— Belirtilen sorun 1 —
Kayıtlardan "shoreline" dizgesini içeren satırların hepsini seçip aktarın. Büyük-küçük harf ayrımı gözetilmelidir.

— Verilen metin —
==*==
19 MAYIS:GENÇLER! UMUDUNUZU YİTİRMEYİN...
BU GÜZELİM ÜLKE SİZLERİN… Dr. Noyan UMRUK
Bilekler kan içinde, dişler kenetli, ayaklar çıplak
ve ipek bir halıya benzeyen toprak,
bu cehennem, bu cennet bizim.
Kapansın el kapıları, bir daha açılmasın,
yok edin insanın insana kulluğunu,
bu dâvet bizim....
Yaşamak bir ağaç gibi tek ve hür
ve bir orman gibi kardeşçesine,
bu hasret bizim...
Tarihimizin, bizleri ve tüm mazlum ulusları onurlandırıp, kıvançlandıran 19 Mayıs’la başlayan döneminin isimsiz genç kahramanlarını Kuvayi Milliye Destanında Koca Nazım öylesine içten bir coşku ile ve öylesine duygu yüklü anlatır ki; gözlerimizin yaşarmaması mümkün değildir.
Antep köylüklerinde ırgatken, ulusal efsane kahramanına dönüşen Karayılan’ı, kuvvacı’lara ulaklık yapan 14 yaşında fidan gibi bir gençken attan düşüp sakatlanan Adapazar’lı kambur Kerim’i anımsamamak mümkün mü?
Ya Anadolu’ya takasıyla silah taşırken Karadeniz’in hırçın dalgalarında yitip giden Arhavi’li İsmail, kamyonetinin patlayan lastiğine üstünde başında ne varsa doldurup,”sen Süleymaniyelisin oğlum Ahmet, sana tek başına verilmiştir üç numrolu kamyonet” diyerek görevine çırılçıplak devam eden Süleymaniyeli bitirim şoför Ahmet…
Bugün, bir başka isimsiz ve gerçek bir genç kahramanı anacağız: Tıbbiye’li Hikmet Bey. 1901 yılında Balıkesir’in Savaştepe bucağında (O zamanki adı Giresun - daha eski adı Kiresun), telgraf memuru Hakkı Bey’in oğlu Hikmet başarılı bir öğrenim sürecinden sonra, 1919 yılında İstanbul’da Askeri Tıbbiye öğrencisi olmuştur.
Mustafa Kemal " Gençlerin de görüşlerini almalıyız " diyerek Sivas’ta toplanacak olan kongreye 3 öğrencinin katılmasını ister.
==*==
— Belirtilen sorun 2 —
Yukarıdaki 19 Mayıs ve Tıbbiyeli Hikmet Bey yazısını kaldığı yerden sürdürün.
==*==
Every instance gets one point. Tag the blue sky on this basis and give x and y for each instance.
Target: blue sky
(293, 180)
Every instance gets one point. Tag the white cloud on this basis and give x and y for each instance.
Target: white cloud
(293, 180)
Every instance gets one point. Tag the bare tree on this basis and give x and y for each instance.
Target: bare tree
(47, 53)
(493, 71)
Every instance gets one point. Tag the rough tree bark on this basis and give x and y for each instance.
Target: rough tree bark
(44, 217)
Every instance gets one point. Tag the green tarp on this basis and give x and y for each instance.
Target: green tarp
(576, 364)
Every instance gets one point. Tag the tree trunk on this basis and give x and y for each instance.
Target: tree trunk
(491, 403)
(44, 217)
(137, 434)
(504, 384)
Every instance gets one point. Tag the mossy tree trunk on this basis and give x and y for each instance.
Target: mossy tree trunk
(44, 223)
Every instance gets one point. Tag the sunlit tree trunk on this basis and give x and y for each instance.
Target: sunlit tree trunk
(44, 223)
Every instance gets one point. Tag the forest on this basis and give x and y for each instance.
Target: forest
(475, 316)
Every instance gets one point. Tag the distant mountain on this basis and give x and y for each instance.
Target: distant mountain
==*==
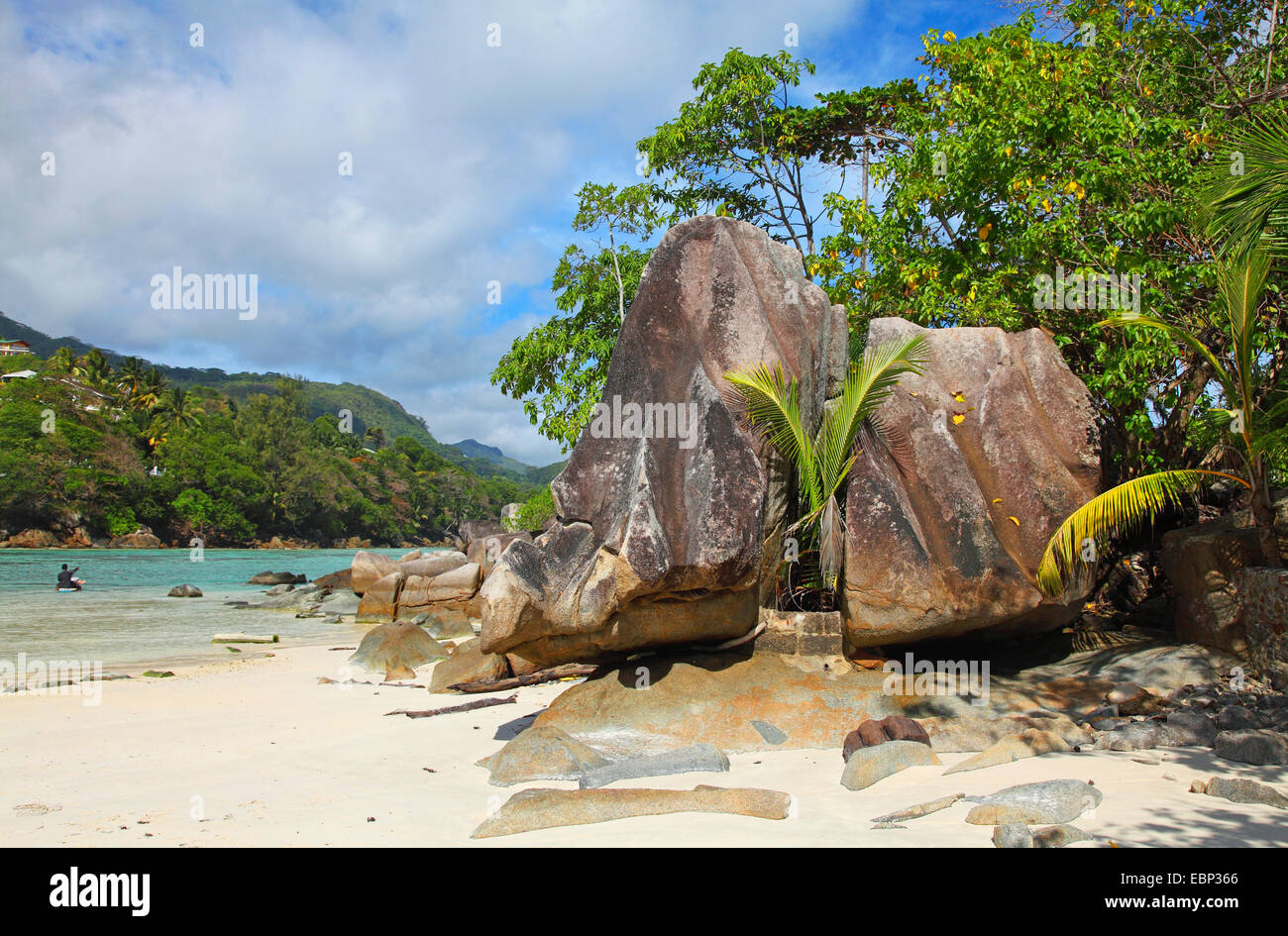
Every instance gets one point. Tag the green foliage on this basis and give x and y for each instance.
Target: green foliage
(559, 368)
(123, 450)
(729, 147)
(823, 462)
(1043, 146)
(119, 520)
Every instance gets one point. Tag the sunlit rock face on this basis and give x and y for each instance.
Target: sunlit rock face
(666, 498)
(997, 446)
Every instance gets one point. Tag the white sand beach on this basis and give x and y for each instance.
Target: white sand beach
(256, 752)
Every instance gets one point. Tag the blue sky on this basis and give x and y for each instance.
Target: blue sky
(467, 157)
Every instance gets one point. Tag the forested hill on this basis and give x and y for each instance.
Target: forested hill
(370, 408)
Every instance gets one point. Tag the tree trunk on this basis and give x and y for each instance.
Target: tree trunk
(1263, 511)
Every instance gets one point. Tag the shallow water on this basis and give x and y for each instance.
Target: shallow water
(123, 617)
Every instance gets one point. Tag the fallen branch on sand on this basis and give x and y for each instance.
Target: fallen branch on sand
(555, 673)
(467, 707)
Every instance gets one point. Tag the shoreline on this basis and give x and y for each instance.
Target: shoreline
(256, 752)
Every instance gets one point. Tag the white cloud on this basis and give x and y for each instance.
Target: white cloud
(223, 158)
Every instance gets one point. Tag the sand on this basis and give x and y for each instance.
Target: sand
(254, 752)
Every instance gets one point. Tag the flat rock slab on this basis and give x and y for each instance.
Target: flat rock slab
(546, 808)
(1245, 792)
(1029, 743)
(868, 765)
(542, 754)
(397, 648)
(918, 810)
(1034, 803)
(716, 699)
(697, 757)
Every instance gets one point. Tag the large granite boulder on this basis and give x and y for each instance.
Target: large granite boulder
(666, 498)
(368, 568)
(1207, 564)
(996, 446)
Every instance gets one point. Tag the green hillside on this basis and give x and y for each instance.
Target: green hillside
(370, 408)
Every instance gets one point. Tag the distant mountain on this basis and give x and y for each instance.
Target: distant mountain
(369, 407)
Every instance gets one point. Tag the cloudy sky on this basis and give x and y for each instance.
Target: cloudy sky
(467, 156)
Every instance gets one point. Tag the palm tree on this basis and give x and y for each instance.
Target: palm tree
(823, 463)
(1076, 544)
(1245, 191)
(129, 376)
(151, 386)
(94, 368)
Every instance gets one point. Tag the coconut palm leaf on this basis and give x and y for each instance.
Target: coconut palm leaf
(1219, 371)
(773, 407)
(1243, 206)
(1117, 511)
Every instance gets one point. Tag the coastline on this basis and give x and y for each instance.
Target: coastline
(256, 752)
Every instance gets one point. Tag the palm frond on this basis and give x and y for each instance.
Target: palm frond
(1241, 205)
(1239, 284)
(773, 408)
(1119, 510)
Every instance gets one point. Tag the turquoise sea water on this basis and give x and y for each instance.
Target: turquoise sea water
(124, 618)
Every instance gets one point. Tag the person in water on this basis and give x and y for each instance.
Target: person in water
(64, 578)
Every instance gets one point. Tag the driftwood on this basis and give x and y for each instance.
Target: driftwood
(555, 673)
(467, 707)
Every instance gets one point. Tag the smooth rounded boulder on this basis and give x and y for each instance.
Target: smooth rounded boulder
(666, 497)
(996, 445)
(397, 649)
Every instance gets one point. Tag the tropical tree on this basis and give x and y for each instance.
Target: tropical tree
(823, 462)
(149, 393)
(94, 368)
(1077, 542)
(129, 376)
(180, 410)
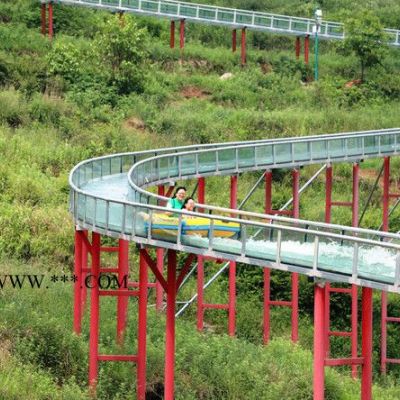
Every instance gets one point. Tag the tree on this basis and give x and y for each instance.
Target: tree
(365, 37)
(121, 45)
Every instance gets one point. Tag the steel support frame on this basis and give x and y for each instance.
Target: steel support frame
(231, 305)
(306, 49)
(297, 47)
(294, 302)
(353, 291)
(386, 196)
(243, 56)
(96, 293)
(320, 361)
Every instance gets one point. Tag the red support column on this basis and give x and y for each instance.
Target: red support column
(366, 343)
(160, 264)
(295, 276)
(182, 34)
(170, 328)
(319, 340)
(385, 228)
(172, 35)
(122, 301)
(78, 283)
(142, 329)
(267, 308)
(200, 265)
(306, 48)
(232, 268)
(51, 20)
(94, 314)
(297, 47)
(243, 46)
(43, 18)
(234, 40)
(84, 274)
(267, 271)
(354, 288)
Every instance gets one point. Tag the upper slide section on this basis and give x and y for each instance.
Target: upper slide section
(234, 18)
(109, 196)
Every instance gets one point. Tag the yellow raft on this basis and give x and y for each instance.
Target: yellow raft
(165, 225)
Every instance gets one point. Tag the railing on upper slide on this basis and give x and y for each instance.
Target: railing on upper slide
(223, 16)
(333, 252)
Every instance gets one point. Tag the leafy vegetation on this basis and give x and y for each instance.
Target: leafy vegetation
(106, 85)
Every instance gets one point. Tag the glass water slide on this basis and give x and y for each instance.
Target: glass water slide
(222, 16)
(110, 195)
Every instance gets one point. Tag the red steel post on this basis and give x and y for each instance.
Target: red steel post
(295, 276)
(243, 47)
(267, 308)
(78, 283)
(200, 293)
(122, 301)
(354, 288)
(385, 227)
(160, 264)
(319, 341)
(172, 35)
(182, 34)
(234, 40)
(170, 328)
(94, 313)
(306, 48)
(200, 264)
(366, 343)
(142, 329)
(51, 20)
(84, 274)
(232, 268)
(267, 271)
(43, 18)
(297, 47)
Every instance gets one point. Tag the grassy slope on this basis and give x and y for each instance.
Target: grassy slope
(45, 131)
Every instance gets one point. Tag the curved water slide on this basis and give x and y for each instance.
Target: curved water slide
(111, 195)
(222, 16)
==*==
— Alıştırma sonucu 1 —
Every instance gets one point. Tag the shoreline on this basis and give x and y for each instance.
Target: shoreline

— Alıştırma sonucu 2 —
Bunun üzerine Askeri Tıbbiye, Sivas Kongresi’ne 3 delege göndermek ister. Üçüncü sınıf öğrencisi Hikmet Bey ve Yusuf Bey (Balkan) delege seçilir ve yol paraları olmadığı için aralarında para toplarlar. Ancak 9,5 lira yani bir kişinin Sivas’a gidebilmesine yetecek miktarda para toplanabilir. Bunun üzerine sadece Hikmet Bey’in Sivas Kongresine gönderilmesine karar verilir.
Hikmet Bey, Sivas Kongresinde ABD ya da İngiltere’nin manda ya da himayesini savunan söylemlere çok şaşırır.
Oturumlar sırasında söz aldığında, delegelerin hayret nidaları arasında yüksek ve heyecanlı sesle şu sözleri söyler:
“Delegesi bulunduğum Türk gençliği, beni buraya bağımsızlık yolundaki çalışmalara katılmak üzere gönderdi. Mandayı kabul edemeyiz. Eğer manda fikrini kabul edecek olanlar varsa bunları şiddetle reddeder ve kınarız. Eğer manda fikrini kabul ederseniz sizleri hain ilan ederiz ".
Daha sonra Mustafa Kemal'e dönerek aynı coşku ve kararlılıkla "Paşam siz de manda fikrini kabul ederseniz sizi de reddederiz. Mustafa Kemal’i vatan kurtarıcısı olarak değil vatan batırıcısı olarak adlandırır ve lanetleriz”
Herkes bu net ve heyecanlı söylem karşısında Mustafa Kemal 'in tepkisini beklerken, yanıt gelir:
”Çucuk içiniz rahat olsun. Biz azınlıkta kalsak dahi mandayı kabul etmeyeceğiz. Manda da yok, himaye de yok. Parolamız tektir ve değişmez: Ya İstiklal, ya Ölüm." Gazi, Tıbbiyeli gencin bu içtenlikli çıkışından çok mutlu olmuştur.
Yıllar sonra Mustafa Kemal yakınındakilere " Bize Sivas’ta çok güzel yol gösteren Tıbbiyeli bir genç vardı. O’nu bulun, mebus yapalım, vatana hizmet eder " der.
Bu teklif üzerine Hikmet Bey " Paşamın ellerinden öperim… Kendilerine söyleyin, ben burada ülkeme daha yararlı oluyorum " yanıtını verir. Bu yanıt kendisine aktarıldığında Mustafa Kemal gururla gülümseyerek " Ben o değerli çocuktan (cucuktan) böyle bir cevap bekliyordum… " der (T. Ateş, Cumhuriyet G., 4 Eylül 1999).
46 yaşında veremden ölen Hikmet Bey, ünlü sunucu rahmetli Orhan Boran’ın babasıdır.
Dünya değişiyor, Türkiye’de değişiyor, değişime karşı durulmuyor… Ama, aman gençler, umutsuzluğa kapılmadan, atalardan miras bizleri biz yapan haslet ve erdemlerimizi yitirmeden değişelim derim...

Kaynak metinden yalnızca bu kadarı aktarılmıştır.